### PROBLEM TO SOLVE
Everything from the line containing "the concrete building" to the last line of the records must be returned verbatim; nothing else belongs in the output.

──────────

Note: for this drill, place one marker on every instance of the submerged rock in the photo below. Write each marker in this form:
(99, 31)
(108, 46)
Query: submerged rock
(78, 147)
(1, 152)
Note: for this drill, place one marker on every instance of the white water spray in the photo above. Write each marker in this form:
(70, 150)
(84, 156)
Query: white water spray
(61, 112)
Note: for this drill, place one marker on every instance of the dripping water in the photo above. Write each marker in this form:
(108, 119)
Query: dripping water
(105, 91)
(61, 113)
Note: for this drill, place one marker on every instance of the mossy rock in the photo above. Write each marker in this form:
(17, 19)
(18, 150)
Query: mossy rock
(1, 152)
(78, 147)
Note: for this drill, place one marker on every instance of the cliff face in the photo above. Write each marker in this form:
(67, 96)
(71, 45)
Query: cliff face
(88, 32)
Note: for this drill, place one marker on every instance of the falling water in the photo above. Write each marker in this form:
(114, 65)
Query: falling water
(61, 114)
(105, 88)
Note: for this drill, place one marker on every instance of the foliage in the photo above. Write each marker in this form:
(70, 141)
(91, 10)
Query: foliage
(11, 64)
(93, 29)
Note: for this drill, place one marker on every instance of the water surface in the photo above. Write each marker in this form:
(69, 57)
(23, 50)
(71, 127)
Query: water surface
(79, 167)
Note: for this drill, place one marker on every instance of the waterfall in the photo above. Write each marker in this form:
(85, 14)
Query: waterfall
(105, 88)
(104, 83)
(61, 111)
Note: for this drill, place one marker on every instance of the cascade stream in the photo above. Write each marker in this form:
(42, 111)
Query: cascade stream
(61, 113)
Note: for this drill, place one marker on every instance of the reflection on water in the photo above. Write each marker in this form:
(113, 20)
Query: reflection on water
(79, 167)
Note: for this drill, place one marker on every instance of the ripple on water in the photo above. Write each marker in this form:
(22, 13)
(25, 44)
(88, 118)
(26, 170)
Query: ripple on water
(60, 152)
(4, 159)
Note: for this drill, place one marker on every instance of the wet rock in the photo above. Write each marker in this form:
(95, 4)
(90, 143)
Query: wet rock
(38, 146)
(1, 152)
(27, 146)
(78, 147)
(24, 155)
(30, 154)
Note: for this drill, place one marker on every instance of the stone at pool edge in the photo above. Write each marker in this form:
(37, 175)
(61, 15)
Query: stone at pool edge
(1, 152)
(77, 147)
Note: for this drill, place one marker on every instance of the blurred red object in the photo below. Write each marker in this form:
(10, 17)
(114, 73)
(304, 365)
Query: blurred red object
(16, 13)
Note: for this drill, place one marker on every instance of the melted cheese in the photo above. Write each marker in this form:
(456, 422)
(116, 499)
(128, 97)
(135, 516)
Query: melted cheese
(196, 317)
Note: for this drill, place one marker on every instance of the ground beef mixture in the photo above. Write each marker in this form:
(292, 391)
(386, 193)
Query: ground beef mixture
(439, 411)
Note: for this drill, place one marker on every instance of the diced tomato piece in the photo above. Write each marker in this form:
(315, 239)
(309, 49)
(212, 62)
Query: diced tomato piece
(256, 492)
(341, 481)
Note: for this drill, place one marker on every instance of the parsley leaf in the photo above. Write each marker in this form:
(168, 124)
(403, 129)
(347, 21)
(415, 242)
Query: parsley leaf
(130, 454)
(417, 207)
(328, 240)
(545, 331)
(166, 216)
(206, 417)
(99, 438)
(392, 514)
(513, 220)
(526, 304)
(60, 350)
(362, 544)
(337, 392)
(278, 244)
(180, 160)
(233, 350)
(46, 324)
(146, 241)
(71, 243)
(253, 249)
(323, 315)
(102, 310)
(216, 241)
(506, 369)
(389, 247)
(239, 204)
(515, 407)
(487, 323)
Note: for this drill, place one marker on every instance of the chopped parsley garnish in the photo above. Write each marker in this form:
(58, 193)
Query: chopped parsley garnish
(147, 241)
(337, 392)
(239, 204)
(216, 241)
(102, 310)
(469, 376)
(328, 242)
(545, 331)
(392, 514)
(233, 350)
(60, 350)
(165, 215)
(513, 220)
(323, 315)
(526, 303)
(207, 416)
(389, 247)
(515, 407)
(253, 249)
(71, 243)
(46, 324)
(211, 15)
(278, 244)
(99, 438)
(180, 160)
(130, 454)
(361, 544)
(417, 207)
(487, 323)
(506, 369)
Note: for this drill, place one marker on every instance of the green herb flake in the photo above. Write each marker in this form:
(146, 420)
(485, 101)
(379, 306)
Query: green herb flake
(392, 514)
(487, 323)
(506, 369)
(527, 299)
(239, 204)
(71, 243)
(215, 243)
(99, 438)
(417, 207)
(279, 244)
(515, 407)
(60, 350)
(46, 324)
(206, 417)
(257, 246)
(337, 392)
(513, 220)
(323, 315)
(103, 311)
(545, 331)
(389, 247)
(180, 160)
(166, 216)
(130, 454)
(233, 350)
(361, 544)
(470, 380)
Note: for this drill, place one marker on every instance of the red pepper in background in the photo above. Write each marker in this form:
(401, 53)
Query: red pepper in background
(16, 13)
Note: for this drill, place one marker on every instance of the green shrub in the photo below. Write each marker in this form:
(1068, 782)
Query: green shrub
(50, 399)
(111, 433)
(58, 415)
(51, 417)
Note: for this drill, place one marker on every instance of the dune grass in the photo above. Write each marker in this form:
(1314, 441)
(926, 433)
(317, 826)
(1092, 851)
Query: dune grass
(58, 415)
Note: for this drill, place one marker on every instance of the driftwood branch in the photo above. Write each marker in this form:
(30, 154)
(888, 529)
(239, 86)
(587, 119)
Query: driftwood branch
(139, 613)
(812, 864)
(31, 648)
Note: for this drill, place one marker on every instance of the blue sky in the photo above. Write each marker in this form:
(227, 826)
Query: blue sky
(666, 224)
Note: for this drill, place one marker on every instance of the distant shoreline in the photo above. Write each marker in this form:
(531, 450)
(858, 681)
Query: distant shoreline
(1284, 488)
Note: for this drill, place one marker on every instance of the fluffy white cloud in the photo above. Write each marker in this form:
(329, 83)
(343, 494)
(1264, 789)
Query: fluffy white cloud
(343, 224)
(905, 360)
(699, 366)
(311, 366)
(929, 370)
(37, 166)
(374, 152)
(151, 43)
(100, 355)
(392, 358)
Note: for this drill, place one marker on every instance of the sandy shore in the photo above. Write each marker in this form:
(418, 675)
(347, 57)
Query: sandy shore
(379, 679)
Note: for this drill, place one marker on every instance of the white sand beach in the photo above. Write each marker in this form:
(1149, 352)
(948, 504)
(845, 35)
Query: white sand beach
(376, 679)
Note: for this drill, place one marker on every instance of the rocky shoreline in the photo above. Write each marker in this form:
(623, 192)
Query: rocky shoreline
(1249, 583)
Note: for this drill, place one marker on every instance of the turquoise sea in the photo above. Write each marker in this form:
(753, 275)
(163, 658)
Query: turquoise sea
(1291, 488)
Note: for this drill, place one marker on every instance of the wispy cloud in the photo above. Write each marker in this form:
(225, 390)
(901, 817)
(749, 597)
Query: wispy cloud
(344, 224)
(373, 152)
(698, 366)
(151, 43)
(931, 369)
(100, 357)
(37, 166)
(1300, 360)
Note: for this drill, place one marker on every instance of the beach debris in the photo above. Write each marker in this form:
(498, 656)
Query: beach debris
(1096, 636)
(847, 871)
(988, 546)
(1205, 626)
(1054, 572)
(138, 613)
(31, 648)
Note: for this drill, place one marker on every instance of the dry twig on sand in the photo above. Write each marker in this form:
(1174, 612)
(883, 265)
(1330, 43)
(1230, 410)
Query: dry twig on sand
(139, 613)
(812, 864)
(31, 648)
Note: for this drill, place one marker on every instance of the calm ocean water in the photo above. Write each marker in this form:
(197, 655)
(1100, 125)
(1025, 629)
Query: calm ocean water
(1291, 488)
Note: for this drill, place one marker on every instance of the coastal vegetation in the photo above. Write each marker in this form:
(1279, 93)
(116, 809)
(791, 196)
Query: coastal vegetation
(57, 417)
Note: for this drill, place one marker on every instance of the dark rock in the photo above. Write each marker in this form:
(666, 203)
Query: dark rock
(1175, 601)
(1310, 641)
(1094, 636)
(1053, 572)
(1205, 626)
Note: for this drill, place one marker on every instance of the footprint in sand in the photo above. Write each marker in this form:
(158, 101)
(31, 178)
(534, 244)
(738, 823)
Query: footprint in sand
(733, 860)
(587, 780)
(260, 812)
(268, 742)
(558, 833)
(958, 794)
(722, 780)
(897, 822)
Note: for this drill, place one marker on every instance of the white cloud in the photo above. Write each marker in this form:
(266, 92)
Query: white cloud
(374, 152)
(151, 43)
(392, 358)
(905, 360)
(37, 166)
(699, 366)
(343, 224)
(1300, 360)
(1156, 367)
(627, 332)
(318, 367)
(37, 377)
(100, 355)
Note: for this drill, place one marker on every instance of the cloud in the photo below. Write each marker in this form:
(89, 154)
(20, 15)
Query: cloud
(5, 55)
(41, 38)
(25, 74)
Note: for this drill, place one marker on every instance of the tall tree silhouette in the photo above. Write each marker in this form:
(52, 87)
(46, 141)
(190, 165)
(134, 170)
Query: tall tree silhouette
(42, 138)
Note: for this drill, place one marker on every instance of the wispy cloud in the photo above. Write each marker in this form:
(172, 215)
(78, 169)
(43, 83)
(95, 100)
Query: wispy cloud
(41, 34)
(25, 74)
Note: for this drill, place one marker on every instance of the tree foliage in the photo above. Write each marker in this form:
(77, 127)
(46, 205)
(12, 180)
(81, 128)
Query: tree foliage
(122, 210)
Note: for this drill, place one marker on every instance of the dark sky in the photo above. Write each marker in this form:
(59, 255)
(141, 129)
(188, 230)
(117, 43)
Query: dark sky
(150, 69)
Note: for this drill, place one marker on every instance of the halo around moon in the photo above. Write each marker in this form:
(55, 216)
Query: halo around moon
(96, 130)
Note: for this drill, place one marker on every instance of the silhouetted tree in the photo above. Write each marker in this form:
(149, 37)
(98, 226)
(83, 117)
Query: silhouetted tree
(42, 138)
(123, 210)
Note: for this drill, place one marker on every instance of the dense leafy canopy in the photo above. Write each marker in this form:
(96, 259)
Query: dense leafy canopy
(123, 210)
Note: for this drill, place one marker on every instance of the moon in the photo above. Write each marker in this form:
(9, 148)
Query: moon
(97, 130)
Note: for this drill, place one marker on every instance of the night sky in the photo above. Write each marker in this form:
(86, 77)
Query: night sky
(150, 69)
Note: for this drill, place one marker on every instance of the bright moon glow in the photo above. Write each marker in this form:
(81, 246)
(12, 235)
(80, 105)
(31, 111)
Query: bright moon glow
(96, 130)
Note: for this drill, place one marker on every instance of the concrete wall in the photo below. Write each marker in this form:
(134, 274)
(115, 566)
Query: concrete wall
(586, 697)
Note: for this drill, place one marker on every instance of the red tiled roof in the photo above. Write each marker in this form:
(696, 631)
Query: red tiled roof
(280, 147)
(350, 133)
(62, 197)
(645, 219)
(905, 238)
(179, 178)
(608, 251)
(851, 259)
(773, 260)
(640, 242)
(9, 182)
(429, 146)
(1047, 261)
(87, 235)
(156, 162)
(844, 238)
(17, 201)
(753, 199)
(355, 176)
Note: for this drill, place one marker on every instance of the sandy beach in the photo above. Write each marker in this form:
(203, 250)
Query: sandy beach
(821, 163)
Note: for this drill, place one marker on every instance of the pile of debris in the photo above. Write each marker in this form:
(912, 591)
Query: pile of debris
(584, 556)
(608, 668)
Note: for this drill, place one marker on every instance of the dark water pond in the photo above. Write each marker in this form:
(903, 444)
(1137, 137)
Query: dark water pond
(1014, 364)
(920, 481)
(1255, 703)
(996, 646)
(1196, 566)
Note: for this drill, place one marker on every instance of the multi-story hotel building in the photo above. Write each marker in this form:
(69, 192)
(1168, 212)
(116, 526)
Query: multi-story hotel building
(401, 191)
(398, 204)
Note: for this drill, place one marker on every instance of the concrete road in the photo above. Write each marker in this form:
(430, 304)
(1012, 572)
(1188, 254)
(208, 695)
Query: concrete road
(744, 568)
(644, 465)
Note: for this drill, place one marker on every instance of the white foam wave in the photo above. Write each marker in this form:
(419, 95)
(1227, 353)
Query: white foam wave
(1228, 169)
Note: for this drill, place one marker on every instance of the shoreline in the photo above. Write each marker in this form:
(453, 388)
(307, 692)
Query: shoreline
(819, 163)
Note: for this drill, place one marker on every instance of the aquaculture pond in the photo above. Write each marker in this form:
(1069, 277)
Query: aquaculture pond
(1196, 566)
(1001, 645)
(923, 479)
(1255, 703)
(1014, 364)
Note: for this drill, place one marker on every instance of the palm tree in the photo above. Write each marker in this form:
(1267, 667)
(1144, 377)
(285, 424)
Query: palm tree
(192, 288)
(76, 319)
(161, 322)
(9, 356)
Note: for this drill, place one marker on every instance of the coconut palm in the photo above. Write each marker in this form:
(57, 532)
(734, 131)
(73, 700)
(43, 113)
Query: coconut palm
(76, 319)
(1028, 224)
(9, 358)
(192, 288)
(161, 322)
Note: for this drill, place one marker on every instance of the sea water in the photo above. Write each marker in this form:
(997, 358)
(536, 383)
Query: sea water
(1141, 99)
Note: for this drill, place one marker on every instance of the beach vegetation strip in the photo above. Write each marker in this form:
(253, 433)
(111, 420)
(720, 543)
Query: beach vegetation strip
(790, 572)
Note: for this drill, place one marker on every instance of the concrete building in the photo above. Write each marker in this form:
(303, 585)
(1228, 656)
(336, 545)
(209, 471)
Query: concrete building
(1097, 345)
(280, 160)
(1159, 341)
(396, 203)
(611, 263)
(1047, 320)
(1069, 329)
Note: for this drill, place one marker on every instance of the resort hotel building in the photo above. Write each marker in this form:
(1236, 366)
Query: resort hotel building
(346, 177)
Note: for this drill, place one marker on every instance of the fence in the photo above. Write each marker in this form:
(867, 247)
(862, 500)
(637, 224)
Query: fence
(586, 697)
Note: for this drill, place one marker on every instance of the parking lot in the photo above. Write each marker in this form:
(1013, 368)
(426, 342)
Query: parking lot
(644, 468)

──────────

### EXERCISE OUTPUT
Note: for this drill, place one marker on every instance of the concrete building in the photo above. Write each marker in this form:
(303, 585)
(1228, 656)
(336, 545)
(209, 471)
Query: concrete building
(1097, 345)
(280, 160)
(1159, 341)
(396, 203)
(611, 263)
(1047, 320)
(1069, 329)
Note: for this drill, place one marker on every instance of the resort hotel building in the photo above. Write each marker in this form:
(1236, 366)
Query: resort hotel building
(346, 177)
Note: for this drill, place one marker on every instance of the fence in the photo above. Write each marker in this form:
(867, 247)
(862, 500)
(637, 224)
Query: fence
(586, 697)
Note: for this drill, place one marker on every instance of the parking lot in the photo above. Write each marker in this form:
(1013, 368)
(426, 342)
Query: parking lot
(644, 468)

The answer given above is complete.